_Reading text:_

..............................

Despite his mea culpa, the heat of outrage against Glenn Beck for ruthlessly mocking President Obama’s daughter Malia has turned the rest of his body the same color as his neck: fire-engine red.
The ranks are also swelling with those who believe that Fox should be subjected to sanctions for enabling Beck to cross the demarcation line of good taste on a repeated basis. Beck has gotten increasingly distasteful, more flagrant and more vile as time has gone on in his mindless criticism of his philosophical opposites, particularly in his opposition to everything Obama.
I’m not alone. An “anti-Beck” group formed by Bary Pavlich on Facebook, seeks to pluck the right-wing on-air commentator from his national platform.
“Glenn Beck is a total douchebag who constantly spews BS theories and is largely responsible for the ignorance of many people in America. I’d like nothing more than to see him taken off air,” Pavlich said.

..............................

_Data shown:_
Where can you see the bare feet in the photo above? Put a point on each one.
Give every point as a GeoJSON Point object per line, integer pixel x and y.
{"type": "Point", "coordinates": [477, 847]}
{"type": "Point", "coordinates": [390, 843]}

..............................

_Jobs:_
1 > Sum up the piece on Glenn Beck in two sentences.
2 > Output the portion of the Glenn Beck piece starting with "Despite his mea" and going on through "neck: fire-engine red.".
The data has no connection to the text about Glenn Beck.

_Answers for the tasks:_
1 > Despite apologizing, Glenn Beck faces growing outrage for mocking President Obama's daughter Malia, and more people believe Fox should face sanctions for letting him repeatedly cross the line of good taste. A Facebook group formed by Bary Pavlich seeks to get Beck taken off the air.

2 >
Despite his mea culpa, the heat of outrage against Glenn Beck for ruthlessly mocking President Obama’s daughter Malia has turned the rest of his body the same color as his neck: fire-engine red.